HAZ LO SIGUIENTE. Recopila todas las líneas de los ítems que contengan la palabra "countertop" y cópialas completas.

ÍTEMS A UTILIZAR.
+--

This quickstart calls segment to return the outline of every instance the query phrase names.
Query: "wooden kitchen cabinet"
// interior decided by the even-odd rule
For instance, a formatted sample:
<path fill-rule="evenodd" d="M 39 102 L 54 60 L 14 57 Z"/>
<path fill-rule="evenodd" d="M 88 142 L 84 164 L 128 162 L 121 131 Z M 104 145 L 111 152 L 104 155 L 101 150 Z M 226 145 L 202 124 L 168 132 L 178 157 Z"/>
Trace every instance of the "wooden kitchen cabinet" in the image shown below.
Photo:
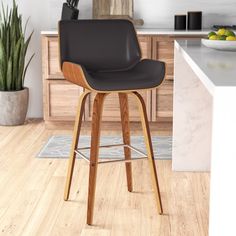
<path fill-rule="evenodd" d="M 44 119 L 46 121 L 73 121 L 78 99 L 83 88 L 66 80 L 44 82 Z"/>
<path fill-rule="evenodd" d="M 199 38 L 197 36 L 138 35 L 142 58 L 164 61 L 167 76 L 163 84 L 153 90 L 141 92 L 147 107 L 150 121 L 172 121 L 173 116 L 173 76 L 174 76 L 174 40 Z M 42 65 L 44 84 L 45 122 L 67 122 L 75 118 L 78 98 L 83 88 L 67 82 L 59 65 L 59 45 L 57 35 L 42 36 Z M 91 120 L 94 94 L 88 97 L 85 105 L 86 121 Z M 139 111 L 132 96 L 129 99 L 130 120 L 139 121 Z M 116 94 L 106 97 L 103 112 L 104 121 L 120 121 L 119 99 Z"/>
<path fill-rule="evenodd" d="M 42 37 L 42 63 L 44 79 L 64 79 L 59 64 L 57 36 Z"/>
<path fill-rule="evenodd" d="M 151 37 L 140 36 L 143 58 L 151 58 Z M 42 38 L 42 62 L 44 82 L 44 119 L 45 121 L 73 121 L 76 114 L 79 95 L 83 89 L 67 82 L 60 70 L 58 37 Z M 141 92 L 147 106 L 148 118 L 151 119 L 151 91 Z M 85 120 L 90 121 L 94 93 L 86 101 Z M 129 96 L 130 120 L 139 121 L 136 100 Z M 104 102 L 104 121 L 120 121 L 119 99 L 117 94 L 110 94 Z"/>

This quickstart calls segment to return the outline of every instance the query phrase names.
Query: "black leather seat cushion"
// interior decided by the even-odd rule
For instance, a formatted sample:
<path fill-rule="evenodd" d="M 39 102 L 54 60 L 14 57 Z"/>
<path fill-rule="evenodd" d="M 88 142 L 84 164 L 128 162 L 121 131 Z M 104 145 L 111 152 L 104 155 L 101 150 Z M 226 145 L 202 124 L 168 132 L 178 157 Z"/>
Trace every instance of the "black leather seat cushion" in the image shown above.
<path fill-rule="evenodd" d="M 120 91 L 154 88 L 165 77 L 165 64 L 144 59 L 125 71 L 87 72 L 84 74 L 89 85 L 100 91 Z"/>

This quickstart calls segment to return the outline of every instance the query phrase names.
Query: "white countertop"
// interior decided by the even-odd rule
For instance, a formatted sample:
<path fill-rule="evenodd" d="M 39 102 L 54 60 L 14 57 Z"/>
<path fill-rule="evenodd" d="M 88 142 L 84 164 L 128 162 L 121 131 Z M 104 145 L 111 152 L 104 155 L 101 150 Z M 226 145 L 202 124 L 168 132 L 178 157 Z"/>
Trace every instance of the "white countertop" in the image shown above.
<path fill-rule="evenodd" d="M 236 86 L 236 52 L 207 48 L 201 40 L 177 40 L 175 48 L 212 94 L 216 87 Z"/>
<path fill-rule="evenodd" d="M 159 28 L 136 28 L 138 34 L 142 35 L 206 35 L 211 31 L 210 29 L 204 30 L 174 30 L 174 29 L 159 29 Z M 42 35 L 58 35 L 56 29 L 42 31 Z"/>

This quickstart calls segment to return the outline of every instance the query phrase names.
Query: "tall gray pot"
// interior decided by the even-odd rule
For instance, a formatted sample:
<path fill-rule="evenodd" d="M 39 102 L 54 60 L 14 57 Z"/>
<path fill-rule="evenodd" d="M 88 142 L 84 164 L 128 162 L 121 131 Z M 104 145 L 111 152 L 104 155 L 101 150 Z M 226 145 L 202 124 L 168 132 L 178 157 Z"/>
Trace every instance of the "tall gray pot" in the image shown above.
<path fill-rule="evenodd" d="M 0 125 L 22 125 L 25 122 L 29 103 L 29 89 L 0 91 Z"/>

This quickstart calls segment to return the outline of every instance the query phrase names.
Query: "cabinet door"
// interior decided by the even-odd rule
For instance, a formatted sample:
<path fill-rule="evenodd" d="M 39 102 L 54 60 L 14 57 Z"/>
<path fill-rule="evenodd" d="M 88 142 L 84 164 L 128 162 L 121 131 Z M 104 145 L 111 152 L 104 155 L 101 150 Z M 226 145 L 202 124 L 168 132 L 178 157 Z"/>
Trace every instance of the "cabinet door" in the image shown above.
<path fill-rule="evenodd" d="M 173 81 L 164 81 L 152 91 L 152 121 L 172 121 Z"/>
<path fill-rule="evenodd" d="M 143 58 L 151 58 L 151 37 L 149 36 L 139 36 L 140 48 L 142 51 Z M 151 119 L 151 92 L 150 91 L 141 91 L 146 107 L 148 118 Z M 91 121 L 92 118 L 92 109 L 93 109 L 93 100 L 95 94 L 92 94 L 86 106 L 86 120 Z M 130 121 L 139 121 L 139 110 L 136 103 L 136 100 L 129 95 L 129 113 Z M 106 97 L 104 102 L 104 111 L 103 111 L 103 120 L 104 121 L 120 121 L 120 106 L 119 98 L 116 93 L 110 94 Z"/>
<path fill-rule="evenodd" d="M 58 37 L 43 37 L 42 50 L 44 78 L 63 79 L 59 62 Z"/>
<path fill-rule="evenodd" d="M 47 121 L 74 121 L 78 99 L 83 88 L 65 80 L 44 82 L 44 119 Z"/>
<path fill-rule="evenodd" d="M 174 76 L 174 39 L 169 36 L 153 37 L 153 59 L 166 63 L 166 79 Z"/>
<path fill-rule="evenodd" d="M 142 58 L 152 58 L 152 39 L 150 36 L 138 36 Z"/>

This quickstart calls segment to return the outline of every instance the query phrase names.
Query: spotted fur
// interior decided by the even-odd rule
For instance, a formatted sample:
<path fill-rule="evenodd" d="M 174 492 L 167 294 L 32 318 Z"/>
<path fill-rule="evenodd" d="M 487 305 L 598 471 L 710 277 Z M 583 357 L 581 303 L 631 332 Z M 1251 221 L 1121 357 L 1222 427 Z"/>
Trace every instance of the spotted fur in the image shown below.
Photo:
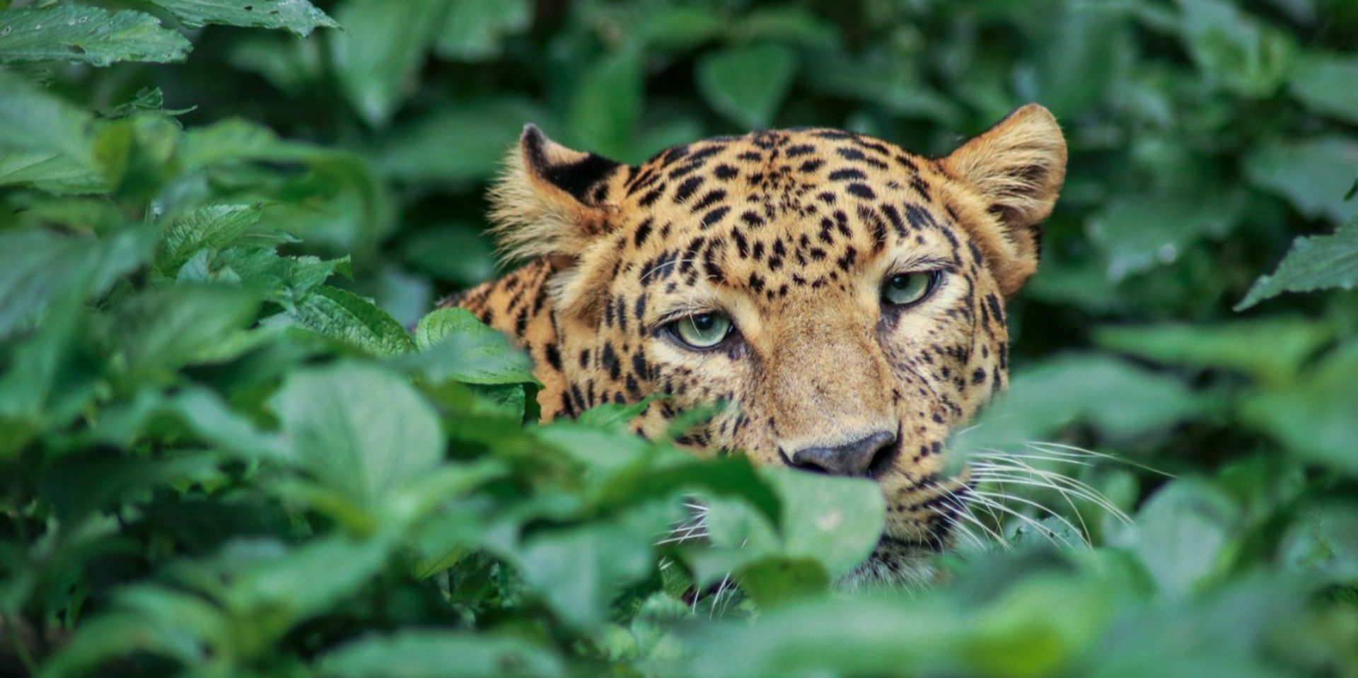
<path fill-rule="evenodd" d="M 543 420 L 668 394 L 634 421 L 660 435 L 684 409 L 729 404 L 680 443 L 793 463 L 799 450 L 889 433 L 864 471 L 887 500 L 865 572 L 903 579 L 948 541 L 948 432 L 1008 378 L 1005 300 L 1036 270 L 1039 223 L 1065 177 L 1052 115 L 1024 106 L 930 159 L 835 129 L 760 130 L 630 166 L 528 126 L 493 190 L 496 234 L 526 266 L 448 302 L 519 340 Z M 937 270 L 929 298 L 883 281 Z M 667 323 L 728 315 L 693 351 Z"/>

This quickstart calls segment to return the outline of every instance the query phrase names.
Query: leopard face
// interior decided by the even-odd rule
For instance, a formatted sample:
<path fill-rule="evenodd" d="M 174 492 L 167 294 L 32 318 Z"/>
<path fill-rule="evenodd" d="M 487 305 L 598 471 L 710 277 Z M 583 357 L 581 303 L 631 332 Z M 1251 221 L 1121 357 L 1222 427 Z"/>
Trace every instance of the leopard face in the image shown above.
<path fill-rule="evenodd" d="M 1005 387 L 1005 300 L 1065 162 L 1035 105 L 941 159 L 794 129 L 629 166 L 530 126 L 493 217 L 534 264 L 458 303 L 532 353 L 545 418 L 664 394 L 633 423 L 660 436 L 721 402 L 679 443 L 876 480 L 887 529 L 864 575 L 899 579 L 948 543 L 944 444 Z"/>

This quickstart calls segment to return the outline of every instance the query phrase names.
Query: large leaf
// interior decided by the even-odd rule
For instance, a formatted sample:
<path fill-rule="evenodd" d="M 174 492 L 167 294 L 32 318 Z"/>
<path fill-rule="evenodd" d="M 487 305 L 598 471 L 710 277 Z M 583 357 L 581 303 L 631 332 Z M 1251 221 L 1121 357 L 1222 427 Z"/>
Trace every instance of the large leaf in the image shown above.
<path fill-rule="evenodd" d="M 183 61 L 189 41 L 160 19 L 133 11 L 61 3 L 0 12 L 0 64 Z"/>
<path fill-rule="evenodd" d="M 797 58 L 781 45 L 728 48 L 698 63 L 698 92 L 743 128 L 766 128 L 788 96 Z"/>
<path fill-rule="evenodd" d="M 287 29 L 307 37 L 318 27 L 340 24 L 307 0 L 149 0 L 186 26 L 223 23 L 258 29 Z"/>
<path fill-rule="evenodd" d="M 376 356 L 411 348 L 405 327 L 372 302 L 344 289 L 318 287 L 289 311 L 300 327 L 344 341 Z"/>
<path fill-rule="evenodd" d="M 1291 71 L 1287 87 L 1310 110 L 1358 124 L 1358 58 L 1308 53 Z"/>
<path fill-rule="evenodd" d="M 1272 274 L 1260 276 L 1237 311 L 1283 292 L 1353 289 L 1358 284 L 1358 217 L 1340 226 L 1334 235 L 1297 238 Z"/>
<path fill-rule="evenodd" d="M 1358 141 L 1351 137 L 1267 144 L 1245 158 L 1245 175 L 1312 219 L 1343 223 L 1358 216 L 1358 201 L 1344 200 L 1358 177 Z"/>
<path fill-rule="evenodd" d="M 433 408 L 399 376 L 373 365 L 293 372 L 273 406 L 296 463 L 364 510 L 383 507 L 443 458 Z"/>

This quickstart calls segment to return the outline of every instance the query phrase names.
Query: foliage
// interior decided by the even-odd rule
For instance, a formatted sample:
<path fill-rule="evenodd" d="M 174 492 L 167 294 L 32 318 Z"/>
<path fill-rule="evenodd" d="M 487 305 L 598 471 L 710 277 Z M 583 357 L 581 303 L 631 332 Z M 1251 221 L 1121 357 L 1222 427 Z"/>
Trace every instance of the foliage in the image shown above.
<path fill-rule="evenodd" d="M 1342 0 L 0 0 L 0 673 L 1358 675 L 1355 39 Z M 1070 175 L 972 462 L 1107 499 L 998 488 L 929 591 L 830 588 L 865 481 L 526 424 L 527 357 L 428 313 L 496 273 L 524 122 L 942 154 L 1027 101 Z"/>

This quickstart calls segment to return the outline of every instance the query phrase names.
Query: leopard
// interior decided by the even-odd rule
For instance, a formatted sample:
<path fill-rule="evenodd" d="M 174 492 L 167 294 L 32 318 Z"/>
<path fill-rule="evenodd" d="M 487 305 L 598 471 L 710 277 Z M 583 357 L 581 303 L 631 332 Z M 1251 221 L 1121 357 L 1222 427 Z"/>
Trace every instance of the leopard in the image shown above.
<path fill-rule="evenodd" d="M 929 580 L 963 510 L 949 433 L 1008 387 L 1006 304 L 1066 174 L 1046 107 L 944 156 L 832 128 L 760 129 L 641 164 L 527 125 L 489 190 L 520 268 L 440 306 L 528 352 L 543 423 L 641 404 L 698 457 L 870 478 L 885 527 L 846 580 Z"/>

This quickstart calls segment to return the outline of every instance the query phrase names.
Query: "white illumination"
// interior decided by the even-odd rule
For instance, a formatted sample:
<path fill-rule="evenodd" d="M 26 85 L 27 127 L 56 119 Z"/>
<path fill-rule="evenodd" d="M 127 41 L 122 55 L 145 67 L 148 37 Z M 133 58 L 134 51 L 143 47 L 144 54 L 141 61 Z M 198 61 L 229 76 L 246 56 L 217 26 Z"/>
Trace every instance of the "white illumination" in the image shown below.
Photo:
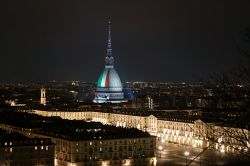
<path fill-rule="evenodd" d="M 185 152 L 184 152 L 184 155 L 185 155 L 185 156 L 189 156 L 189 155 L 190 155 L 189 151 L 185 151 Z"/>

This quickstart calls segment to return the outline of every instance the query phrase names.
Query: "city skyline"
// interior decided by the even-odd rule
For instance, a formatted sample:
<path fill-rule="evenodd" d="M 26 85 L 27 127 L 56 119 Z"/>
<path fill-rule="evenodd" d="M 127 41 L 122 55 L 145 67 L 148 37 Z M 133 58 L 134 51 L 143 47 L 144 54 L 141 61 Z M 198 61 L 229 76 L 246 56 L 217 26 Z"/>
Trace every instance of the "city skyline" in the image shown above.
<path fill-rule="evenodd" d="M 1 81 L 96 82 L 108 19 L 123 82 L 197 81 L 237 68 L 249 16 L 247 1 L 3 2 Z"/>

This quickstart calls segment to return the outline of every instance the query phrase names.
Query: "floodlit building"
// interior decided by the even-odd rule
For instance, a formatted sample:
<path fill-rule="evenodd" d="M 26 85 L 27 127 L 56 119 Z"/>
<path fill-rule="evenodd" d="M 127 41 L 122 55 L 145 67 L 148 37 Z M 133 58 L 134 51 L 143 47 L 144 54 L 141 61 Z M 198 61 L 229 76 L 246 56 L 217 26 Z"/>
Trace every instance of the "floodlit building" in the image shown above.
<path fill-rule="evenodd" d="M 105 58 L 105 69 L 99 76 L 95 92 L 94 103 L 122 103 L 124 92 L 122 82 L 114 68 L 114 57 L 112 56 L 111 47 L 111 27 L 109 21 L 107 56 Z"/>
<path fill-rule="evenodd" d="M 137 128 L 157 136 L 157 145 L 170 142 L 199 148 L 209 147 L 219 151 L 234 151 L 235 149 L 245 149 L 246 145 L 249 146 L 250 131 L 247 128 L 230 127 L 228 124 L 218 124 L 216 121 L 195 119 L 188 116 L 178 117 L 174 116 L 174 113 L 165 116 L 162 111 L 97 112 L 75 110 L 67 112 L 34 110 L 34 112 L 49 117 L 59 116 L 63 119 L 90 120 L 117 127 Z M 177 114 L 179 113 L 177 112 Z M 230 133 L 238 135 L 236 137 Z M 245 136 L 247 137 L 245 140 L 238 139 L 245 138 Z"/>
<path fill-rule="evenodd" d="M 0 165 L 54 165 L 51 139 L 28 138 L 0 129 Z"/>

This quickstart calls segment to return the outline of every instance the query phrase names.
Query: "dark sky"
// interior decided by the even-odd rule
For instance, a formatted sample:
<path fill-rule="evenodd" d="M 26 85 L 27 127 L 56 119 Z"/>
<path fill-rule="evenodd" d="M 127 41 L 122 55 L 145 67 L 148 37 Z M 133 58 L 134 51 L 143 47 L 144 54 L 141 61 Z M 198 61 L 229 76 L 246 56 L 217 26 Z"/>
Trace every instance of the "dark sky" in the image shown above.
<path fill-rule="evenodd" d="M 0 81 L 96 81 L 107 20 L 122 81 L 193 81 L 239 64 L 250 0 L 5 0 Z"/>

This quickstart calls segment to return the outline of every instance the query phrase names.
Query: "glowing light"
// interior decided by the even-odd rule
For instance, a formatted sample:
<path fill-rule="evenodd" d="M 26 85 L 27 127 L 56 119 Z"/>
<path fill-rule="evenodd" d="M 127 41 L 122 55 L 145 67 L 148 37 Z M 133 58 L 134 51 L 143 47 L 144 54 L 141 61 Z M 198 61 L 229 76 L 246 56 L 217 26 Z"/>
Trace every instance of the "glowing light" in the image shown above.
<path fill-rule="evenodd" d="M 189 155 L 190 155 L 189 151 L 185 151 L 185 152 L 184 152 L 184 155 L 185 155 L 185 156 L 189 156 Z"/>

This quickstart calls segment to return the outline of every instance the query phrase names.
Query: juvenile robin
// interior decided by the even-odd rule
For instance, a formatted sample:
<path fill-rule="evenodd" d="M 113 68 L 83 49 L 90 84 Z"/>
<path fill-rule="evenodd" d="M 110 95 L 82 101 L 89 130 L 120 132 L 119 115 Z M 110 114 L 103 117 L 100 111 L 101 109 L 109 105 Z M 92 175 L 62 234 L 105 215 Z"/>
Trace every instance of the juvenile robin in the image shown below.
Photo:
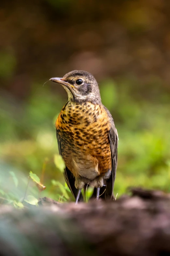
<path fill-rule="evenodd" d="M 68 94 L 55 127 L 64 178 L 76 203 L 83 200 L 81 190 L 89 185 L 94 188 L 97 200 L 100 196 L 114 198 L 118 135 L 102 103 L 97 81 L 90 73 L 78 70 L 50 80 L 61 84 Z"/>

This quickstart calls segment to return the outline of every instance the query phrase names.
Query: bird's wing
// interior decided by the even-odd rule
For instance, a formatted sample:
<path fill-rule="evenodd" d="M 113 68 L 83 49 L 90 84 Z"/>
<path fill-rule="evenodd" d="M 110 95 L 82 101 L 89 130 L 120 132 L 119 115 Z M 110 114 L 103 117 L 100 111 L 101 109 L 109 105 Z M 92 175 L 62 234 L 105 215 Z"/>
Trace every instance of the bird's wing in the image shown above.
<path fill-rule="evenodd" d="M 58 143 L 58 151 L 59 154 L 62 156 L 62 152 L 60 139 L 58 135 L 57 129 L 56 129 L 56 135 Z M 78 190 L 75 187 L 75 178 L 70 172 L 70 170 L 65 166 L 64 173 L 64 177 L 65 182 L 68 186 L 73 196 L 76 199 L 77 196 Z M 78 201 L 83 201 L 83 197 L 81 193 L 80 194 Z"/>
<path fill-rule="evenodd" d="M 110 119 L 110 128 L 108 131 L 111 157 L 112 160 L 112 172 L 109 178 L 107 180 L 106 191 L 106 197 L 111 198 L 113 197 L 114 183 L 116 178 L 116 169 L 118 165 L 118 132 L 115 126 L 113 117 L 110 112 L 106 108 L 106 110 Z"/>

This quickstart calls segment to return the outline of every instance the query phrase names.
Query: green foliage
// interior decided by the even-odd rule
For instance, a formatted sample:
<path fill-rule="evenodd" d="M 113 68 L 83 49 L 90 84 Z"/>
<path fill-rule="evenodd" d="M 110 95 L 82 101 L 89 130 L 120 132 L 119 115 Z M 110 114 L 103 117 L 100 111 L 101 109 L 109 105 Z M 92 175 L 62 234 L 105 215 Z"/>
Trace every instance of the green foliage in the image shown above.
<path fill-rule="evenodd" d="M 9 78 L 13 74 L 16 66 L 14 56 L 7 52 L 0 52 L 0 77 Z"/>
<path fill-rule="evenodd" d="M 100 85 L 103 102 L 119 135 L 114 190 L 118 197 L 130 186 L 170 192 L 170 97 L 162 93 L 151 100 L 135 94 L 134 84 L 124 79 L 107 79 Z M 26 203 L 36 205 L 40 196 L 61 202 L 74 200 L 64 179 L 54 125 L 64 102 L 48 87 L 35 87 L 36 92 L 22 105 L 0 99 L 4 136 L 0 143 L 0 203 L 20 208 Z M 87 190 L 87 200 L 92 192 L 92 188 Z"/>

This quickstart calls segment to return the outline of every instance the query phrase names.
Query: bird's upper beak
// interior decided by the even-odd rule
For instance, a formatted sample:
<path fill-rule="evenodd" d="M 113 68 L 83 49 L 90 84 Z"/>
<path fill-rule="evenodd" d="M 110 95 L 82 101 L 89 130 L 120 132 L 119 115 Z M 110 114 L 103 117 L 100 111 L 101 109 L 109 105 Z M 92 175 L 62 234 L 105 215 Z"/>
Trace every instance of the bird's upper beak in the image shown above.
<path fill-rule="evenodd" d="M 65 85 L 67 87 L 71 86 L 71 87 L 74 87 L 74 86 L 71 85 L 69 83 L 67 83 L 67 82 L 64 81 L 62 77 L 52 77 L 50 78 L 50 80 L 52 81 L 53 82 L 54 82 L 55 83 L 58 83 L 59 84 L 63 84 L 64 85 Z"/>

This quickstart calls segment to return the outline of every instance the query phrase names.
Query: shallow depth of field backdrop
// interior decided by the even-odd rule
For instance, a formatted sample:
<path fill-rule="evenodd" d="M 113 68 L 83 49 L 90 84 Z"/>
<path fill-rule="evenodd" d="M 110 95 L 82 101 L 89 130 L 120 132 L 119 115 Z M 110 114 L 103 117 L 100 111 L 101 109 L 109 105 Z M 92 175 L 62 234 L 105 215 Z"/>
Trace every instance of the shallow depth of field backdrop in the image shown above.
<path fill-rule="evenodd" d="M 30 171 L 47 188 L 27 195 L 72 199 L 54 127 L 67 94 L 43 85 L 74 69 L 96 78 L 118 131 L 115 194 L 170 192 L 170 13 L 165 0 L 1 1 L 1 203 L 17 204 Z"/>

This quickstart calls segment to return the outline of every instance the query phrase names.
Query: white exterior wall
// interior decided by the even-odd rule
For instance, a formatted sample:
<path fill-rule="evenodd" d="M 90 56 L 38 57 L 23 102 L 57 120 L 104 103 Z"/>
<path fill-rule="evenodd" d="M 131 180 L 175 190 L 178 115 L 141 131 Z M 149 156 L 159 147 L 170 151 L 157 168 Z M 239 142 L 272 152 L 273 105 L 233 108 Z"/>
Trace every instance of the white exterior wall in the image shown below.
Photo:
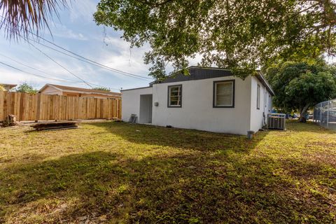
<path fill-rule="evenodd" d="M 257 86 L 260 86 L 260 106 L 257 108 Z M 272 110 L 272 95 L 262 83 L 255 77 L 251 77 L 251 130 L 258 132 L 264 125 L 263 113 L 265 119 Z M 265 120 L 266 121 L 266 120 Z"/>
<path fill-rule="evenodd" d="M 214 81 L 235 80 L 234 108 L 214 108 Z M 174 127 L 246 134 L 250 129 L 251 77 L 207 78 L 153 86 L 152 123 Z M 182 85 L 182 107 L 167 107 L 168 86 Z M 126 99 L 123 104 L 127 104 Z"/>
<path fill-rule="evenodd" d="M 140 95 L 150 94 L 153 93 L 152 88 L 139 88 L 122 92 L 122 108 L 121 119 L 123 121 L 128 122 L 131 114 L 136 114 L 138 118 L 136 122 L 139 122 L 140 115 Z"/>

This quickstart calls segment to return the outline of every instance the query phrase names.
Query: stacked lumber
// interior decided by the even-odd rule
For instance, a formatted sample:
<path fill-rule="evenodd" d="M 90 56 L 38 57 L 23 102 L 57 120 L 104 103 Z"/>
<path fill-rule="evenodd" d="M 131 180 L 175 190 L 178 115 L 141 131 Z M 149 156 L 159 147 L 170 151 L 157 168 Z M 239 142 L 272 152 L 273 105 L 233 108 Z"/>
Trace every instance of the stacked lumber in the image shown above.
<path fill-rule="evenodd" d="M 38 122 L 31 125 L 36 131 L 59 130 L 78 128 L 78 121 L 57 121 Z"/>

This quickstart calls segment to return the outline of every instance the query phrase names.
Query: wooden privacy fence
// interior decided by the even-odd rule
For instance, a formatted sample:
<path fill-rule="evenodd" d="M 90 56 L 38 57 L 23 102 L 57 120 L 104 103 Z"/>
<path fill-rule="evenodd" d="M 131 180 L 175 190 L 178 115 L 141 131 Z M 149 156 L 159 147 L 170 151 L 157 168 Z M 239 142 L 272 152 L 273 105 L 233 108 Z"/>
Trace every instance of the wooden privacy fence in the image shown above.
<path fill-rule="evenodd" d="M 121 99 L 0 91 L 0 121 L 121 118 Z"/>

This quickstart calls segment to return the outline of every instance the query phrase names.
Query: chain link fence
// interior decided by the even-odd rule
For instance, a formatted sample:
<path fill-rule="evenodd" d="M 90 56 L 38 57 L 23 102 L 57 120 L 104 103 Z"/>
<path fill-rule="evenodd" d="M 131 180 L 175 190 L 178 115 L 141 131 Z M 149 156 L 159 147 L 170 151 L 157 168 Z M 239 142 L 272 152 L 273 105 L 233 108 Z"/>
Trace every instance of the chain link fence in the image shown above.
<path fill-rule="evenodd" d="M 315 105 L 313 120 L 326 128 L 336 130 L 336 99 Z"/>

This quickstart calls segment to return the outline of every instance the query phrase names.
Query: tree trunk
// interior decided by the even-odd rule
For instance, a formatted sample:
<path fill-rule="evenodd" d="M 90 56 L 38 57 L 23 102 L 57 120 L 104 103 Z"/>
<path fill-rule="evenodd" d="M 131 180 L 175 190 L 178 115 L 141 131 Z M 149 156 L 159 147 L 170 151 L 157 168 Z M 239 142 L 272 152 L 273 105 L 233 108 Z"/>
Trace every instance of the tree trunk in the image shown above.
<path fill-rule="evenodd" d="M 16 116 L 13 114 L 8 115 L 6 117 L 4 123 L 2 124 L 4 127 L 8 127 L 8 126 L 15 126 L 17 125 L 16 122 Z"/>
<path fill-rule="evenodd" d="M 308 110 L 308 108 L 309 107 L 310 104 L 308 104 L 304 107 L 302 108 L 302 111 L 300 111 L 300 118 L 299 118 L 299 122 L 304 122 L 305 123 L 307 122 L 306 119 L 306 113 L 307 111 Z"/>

+--

SOLUCIÓN DEL EJERCICIO.
Query: "white countertop"
Trace every instance of the "white countertop" in the image shown above.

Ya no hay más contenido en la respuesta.